TEXTE PRÉSENTÉ:
***
Les aliénés de la 4e République

Université de Ouagadougou: L’ignorance ou le mépris des autorités

Luc Adolphe Tiao avait promis qu’il viendrait à l’Université de Ouagadougou « même si les étudiants vont lui couper la tête ». Le lundi 18 mars 2013 il a tenu parole. Les étudiants aussi. Ils ne sont pas allés jusqu’à couper la tête du PM. Mais ils lui ont fait passer un sale quart d’heure.

 

Luc Tiao a-t-il pris un ‘’risque’’ en se rendant à l’Université de Ouagadougou ? Evidemment non. Le dire c’est attirer de la sympathie sur sa personne. On oublie que «Si vous voulez aller sur la mer, sans aucun risque de chavirer, alors, n'achetez pas un bateau : achetez une île ! » comme l’a dit Marcel Pagnol. Mais il plait de citer un confrère analyste politique plus critique en ces termes sur un réseau social: « Si aller à la rencontre de la jeunesse de son pays, en l'occurrence celle supposée la mieux formée, constitue un ‘’risque" pour un premier ministre, c'est qu'il y a illégitimité, dol et mensonge de la part du pouvoir. Assumez vos actes. On ne gouverne pas à coups de décrets. En journalisme comme en politique, rien de tel que le terrain. En journalisme comme en politique, le terrain est risquant. L'ancien journaliste devenu politique, ne doit pas l'oublier. Si tu ne vas pas au peuple, le peuple viendra à toi... » Très souvent quand le peuple vient vers vous les choses se passent comme celles que Luc Tiao a vécu sur le campus de Zogona.

Faut-il culpabiliser les étudiants ?

Huer le premier ministre, lui lancer des slogans « à bas les démagogues et autres » est à la limite acceptable. Mais lapider, caillasser les véhicules, ce sont des actes condamnables avec la dernière énergie. Luc Adolphe Tiao est un grand frère, un père  pour les uns et les autres. Et au delà de tout, il est une autorité  à  qui on doit du respect et de la considération. Certes, le droit de contester est reconnu. Et dans une nation où la jeunesse  est  non contestataire  il y a de quoi douter de l’avenir de ce pays.  Mais dans le cas ci, les étudiants sont fautifs par la méthode de l’expression de leur ras le bol.  Le vandalisme n'a jamais été une solution. Du reste, le contexte pourrait  expliquer le sens de leur agitation sans pour autant le justifier. Les étudiants ont voulu, en effet, que le premier ministre vive leurs réalités : savoir que l’amphi où il est reçu est en temps normal sans climatisation, le restaurant universitaire (RU)  présente un visage hideux avec par moment des contingentements du nombre des plats servis. Le système licence-master-doctorat (LMD) continue de faire des ‘’victimes’’ A titre d’exemple, sur plus de 2800 étudiants en 1re année de Sciences et technologies (ST), seuls 35 ont validé leur premier semestre.
***
CONSIGNES À RESPECTER:
Reprenez l'article sur la visite du Premier ministre à l'Université de Ouagadougou en le poursuivant après sa dernière phrase.
***
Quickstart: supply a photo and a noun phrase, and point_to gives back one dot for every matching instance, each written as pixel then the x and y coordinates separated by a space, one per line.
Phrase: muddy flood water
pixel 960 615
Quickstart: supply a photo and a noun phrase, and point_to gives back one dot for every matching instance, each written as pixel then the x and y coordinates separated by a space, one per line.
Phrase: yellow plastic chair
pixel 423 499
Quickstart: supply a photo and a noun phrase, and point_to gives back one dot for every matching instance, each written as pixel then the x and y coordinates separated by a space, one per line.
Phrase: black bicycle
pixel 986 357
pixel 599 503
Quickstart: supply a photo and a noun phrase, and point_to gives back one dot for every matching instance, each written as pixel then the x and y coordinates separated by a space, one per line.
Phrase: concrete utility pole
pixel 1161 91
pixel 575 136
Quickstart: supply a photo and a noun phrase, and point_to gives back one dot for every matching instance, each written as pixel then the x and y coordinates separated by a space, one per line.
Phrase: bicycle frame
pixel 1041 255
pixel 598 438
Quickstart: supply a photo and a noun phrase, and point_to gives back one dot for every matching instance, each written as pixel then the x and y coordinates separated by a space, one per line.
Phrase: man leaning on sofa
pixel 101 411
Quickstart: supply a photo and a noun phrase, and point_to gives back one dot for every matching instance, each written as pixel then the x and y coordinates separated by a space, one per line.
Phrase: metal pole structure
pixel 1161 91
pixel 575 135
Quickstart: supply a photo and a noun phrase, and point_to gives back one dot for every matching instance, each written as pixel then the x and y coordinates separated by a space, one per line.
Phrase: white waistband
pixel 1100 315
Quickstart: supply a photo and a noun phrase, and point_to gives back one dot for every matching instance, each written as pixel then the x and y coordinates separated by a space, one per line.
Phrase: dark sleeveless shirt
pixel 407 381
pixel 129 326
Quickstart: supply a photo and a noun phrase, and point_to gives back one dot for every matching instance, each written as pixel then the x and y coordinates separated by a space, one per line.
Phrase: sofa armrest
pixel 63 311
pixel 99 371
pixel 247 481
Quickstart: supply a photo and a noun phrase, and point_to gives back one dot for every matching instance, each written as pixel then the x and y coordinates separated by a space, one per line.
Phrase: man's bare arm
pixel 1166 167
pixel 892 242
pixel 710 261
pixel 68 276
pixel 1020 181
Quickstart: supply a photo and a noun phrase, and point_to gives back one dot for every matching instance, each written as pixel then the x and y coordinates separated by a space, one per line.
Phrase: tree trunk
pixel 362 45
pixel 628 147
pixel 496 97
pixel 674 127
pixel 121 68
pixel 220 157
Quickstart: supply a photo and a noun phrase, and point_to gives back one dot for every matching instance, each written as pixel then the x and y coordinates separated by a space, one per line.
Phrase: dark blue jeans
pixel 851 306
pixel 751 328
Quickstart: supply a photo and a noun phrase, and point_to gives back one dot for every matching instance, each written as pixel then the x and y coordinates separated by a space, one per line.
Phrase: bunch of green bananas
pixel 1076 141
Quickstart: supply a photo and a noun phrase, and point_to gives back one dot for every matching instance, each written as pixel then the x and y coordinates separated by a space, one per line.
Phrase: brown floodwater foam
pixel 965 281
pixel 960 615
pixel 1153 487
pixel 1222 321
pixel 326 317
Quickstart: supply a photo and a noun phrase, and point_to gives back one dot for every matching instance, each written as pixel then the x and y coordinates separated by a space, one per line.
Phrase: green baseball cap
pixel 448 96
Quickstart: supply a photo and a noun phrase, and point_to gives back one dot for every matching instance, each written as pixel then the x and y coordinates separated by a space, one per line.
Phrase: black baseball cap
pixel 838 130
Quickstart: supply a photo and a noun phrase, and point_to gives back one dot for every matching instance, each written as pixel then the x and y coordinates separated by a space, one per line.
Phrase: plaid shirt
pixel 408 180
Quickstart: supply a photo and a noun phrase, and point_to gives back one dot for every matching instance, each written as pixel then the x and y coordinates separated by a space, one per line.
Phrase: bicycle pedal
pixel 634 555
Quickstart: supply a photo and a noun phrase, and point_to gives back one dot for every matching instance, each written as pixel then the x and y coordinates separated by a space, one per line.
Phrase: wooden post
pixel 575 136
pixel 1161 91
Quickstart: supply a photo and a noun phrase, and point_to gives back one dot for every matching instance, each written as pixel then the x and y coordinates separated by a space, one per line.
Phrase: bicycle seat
***
RÉPONSE ATTENDUE:
Lorsqu’on a annoncé la  venue  du PM, tambours battant, les autorités universitaires ont procédé à une mise en scène: installation de climatiseurs neufs dans l'amphi D où il doit s'adresser au monde universitaire ; un Caterpillar dégage la voix pour qu’on lui déroule un  tapis rouge ; une décoration singulière du restaurant universitaire où il devait manger avec les étudiants, gratuité des plats à cette occasion comme à la Tertius Zongo en 2008. Cette mise en scène qui ne reflète pas la réalité suffit pour enclencher un sentiment de frustration chez les locataires du campus de Zogona.

Pire, à bien analyser, le premier ministre est venu imposer le « blanchiment technique » de l’année. En tout cas, le constat c’est que ce n’est pas le fruit d’une concertation entre le monde universitaire dont les syndicats des étudiants. Certes, il leur a été demandé de proposer des solutions de sortis de cette imbroglio. Mais le commun des mortels, jusqu’au rang des enseignants, se référait aux états généraux de l’enseignement  supérieur qui doivent se tenir en principe  en avril prochain. La décision du blanchiment technique pourrait ainsi trouver sa légitimité au sortir de ses échanges. Rien de tout cela et on se demande de quoi vont accoucher ces états généraux finalement ?

L’ignorance ou le mépris des autorités

Le boycott de la visite du PM est un message adressé au plus haut sommet de l’Etat. Ce n’est pas la personne du premier ministre qui est mise en cause. Etant le porte-voix du président, les étudiants ont profité de l’occasion pour lui dire de se réveiller. D’ailleurs, il y a lieu de s’inquiéter du sort réservé à la politique nationale de l’éducation surtout au niveau supérieur. Peut-on imaginer  un premier ministre  ignorant  le nombre exact des étudiants sur le campus ? « On n’a pas le nombre exact des étudiants » a-t-il dit lors du point de presse du 18 mars. Cela est inconcevable et dénote d’un sérieux manque d’investissements dans l’enseignement supérieur. Il n’y a jamais eu d’études pour savoir et maitriser le flux des étudiants sur le campus de Zogona. Dans ce contexte, comment concilier efficacement le nombre et la capacité des infrastructures aux effectifs des étudiants et des enseignants pour un bon enseignement ? Si le premier ministre ne sait pas le nombre exact, il ne faut donc pas s’évertuer à le demander au  ministre de tutelle à savoir Moussa Ouattara. Et il n’y a pas lieu de s’étonner si  le président du Faso, plus invisible que tout autre, disait ne « pas savoir qu’il y a des étudiants qui prennent des cours sur le site du SIAO »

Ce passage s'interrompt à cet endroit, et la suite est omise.